(What you will do)
Report every line of the items below that contains the string "Output", copying each such line in full. The match is case-sensitive.

>>>>

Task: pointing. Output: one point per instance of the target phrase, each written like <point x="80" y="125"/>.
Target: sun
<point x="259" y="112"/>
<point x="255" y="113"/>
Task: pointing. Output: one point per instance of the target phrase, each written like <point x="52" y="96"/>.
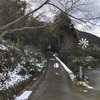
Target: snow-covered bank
<point x="24" y="95"/>
<point x="71" y="74"/>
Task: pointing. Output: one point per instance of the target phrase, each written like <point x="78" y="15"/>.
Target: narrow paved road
<point x="56" y="86"/>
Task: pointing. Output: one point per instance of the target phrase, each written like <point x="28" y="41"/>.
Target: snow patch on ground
<point x="71" y="74"/>
<point x="56" y="65"/>
<point x="24" y="95"/>
<point x="14" y="78"/>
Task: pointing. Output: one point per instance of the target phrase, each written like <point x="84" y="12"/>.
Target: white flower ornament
<point x="84" y="43"/>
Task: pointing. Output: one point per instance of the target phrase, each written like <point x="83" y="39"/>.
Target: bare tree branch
<point x="9" y="24"/>
<point x="26" y="28"/>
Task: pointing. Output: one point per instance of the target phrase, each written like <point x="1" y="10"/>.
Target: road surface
<point x="56" y="85"/>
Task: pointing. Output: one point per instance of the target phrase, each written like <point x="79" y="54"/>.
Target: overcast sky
<point x="94" y="6"/>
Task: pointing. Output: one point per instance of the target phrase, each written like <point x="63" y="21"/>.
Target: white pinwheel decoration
<point x="84" y="43"/>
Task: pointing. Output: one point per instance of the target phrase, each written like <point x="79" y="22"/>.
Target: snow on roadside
<point x="56" y="65"/>
<point x="24" y="95"/>
<point x="2" y="47"/>
<point x="71" y="74"/>
<point x="14" y="78"/>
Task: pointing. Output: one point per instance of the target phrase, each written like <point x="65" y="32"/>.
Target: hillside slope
<point x="92" y="38"/>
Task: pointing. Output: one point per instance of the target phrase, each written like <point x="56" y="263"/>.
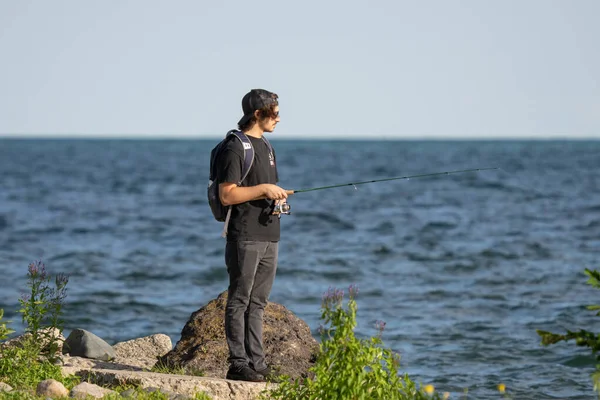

<<<<

(Exercise response)
Task: pointing. Output: one point per instance of the target phrase, each written like <point x="80" y="125"/>.
Task: pointing. Output: one point per instance of the target phrase, each written like <point x="52" y="96"/>.
Task: pointing. Output: one point per instance of the target phrase, each written like <point x="78" y="15"/>.
Task: pointing. Output: one point per instance of the target phrase, each written like <point x="28" y="41"/>.
Task: pointing. Output: one point per instance of the target phrase, each written like <point x="84" y="12"/>.
Task: pointing. Output: one point per instance of the target phrase, each written like <point x="83" y="39"/>.
Task: pointing. Output: one point per instance of the target phrase, each written like <point x="1" y="10"/>.
Task: pointing. Output: one point per instance of the target phrase, each written like <point x="79" y="54"/>.
Task: pointing. Output: one point per instance of the target phrase, each written like <point x="63" y="21"/>.
Task: pointing. Output: one point per instance of the target phrase, each written like <point x="79" y="22"/>.
Task: pointing. Output: one point per instance of the target phrase, each written like <point x="65" y="32"/>.
Task: pointing. Output: one point per instance of the target phrase, each written like <point x="56" y="263"/>.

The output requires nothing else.